Your task:
Copy out all the lines below again, rescaling only the point coordinates in the answer lists. Multiply each by 1.25, round to whole numbers with halves going up, leave the sample points in the notes as they are, and omit the pictures.

Excerpted records:
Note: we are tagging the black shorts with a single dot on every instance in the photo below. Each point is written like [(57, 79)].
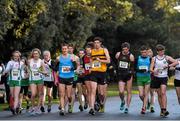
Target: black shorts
[(87, 77), (99, 77), (176, 83), (24, 90), (66, 81), (80, 80), (48, 84), (124, 76), (158, 81)]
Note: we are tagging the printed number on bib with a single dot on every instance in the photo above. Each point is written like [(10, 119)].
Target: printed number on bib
[(143, 68), (96, 64), (15, 72), (87, 66), (81, 71), (123, 64), (35, 73), (66, 69)]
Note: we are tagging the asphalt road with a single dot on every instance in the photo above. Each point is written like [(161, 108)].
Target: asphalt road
[(112, 112)]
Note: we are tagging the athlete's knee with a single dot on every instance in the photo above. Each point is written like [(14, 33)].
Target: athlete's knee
[(163, 93), (121, 92)]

Exercise solution:
Note: we are tagging the black shorts with a single dot on every instance in the photo below. Each point is written like [(57, 79)].
Target: black shorts
[(109, 96), (124, 96), (220, 104), (30, 113), (83, 101), (100, 100), (60, 105), (155, 95), (198, 101)]
Note: we are tagging the printed number on bib with a single dot on every instance in the photo above. Each point is written like [(10, 119)].
Target: printed number on bib
[(179, 85), (120, 80), (19, 90), (109, 83), (101, 89), (154, 80), (44, 91), (83, 86)]
Note: we are tagging the asphalt road with a single dot on every instance in the photo above. Each point is written like [(161, 108)].
Target: asphalt road
[(140, 140)]
Note: we are tagging the athlete's knee with a single dot on every instance in the photo above. Each point is written like [(14, 33)].
Target: athlete's knee
[(204, 116), (151, 115)]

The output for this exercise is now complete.